**About this exercise**
Below is a set of records; print all of them exactly as written.

++++ Record set

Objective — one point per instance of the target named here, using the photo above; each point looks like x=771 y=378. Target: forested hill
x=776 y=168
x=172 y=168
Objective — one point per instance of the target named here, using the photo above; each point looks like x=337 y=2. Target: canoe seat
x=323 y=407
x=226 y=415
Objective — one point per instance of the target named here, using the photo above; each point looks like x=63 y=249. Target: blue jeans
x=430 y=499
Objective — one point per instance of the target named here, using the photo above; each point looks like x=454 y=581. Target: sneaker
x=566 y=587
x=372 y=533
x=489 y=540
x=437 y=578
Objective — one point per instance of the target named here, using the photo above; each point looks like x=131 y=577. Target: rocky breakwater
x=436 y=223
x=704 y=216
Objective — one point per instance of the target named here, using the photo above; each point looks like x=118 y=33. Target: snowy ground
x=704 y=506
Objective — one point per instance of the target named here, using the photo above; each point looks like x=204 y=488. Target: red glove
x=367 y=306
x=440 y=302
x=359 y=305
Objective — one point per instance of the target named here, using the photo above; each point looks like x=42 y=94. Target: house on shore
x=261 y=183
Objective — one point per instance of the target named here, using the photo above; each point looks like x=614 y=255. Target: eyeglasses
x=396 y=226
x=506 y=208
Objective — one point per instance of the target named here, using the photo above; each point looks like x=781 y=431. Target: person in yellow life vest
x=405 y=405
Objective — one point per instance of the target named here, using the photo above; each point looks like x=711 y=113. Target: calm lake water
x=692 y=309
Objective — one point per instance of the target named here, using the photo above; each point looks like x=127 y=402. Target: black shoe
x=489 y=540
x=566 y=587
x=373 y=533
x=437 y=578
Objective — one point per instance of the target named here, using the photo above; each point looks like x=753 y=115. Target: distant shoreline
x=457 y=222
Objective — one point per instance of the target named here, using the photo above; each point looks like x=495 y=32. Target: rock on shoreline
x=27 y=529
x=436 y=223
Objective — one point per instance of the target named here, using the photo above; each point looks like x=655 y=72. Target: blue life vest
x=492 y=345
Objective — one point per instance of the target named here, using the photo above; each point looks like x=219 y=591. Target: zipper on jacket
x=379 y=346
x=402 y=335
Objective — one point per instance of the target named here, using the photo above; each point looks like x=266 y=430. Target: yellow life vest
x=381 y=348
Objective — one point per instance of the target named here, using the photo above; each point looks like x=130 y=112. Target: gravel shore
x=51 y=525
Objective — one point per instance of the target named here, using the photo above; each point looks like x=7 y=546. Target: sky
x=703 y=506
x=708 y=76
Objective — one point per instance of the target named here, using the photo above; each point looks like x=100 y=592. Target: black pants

++++++++

**Exercise solution**
Objective — one point per instance of the target named here, using the photo above; each point looks like x=771 y=378. Target: forested hill
x=776 y=168
x=172 y=168
Objective — one point per instance of the target named here, using the photo above; each point looks like x=337 y=2. Target: canoe seat
x=323 y=407
x=226 y=415
Objective — one point per instance of the target named here, using the photo above; each point looks like x=63 y=249. Target: blue jeans
x=430 y=499
Objective — one point per instance of the target named here, using the photo above; each point looks like x=454 y=581. Target: sneaker
x=566 y=587
x=372 y=533
x=489 y=540
x=437 y=578
Objective — one point per instance of the target named here, using the photo above; each point looks like x=131 y=577. Target: rocky breakwater
x=436 y=223
x=704 y=216
Objective — one point per instance of the target named here, using the photo above; each point looks like x=118 y=33. Target: snowy ground
x=704 y=506
Objective — one point per instance of the target named here, using the photo above; each point looks like x=204 y=488. Target: red glove
x=367 y=306
x=440 y=302
x=359 y=305
Objective — one point per instance of the target named here, using the photo above; each point looks like x=42 y=94. Target: house on shore
x=261 y=183
Objective — one point per instance of the target named here, using the photo above; each point looks like x=614 y=255. Target: eyeglasses
x=396 y=226
x=506 y=208
Objective — one point per instance of the target named here, using the photo above; each point looks like x=781 y=431. Target: person in yellow life vest
x=405 y=405
Objective — one point per instance of the target named here, using the photo above; each point looks like x=711 y=113. Target: calm lake water
x=692 y=309
Objective — one point per instance of the target named here, using the photo above; each point looks like x=127 y=402. Target: black shoe
x=489 y=540
x=566 y=587
x=373 y=533
x=437 y=578
Objective — one point per instance of the target named here, using the photo above; each point looks like x=753 y=115. Target: distant shoreline
x=457 y=222
Objective — one point per instance of the target named here, using the photo above; each point looks like x=495 y=32. Target: rock on shoreline
x=27 y=529
x=436 y=223
Objective — one point per instance of the target named here, using the photo above; each point looks like x=655 y=72. Target: blue life vest
x=492 y=345
Objective — one point per instance of the target named here, using the photo above; each point looks like x=219 y=591. Target: zipper on jacket
x=379 y=346
x=402 y=335
Objective — one point per instance of the target named here, using the photo above; each point looks like x=266 y=430. Target: yellow life vest
x=381 y=348
Objective — one point per instance of the target named here, using the photo above; each point looks like x=130 y=112. Target: gravel shore
x=51 y=525
Objective — one point per instance of the target named here, using the photo above; each point looks like x=7 y=546. Target: sky
x=703 y=506
x=708 y=76
Objective — one point per instance of the target named here, using the photo above; each point looks like x=100 y=592. Target: black pants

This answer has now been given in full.